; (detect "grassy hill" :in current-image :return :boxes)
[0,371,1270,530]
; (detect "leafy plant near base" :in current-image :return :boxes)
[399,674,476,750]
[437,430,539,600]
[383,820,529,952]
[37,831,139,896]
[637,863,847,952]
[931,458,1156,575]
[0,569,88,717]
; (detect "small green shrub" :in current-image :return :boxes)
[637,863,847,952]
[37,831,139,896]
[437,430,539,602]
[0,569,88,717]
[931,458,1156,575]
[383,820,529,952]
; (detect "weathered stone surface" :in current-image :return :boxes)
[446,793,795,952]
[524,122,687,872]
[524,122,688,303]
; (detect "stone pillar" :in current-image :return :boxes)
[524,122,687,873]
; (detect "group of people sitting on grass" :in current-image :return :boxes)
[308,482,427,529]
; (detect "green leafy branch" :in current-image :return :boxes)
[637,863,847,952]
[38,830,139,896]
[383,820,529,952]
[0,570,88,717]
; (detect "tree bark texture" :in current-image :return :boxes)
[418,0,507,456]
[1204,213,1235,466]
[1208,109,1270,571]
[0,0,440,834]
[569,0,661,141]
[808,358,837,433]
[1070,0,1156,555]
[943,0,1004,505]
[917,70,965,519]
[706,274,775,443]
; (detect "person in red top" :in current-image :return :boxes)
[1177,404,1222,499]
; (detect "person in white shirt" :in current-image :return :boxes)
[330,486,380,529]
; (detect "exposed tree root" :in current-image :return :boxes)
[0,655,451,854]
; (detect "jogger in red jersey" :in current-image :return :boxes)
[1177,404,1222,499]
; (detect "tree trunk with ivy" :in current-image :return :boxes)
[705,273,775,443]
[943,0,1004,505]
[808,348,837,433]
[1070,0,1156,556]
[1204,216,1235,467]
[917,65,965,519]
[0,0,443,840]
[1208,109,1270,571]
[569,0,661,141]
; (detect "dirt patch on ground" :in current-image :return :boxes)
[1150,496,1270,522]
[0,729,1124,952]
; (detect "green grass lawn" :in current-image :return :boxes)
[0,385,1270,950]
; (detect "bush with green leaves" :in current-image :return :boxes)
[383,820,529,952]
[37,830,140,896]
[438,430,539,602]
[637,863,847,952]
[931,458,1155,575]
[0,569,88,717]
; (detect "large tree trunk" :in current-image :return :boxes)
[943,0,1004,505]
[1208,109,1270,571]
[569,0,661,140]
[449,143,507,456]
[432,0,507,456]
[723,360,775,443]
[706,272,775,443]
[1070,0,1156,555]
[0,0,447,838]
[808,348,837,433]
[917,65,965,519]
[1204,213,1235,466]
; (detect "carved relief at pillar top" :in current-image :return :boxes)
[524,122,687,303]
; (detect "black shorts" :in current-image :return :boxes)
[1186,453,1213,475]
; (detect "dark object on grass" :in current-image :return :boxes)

| What is required |
Report every line of the records above that contains the word "trunk", copying each of those lines in full.

| Output |
; (detect "tree trunk with ivy" :in current-image :return :boxes)
; (detect "large tree trunk" :in current-image :return :boxes)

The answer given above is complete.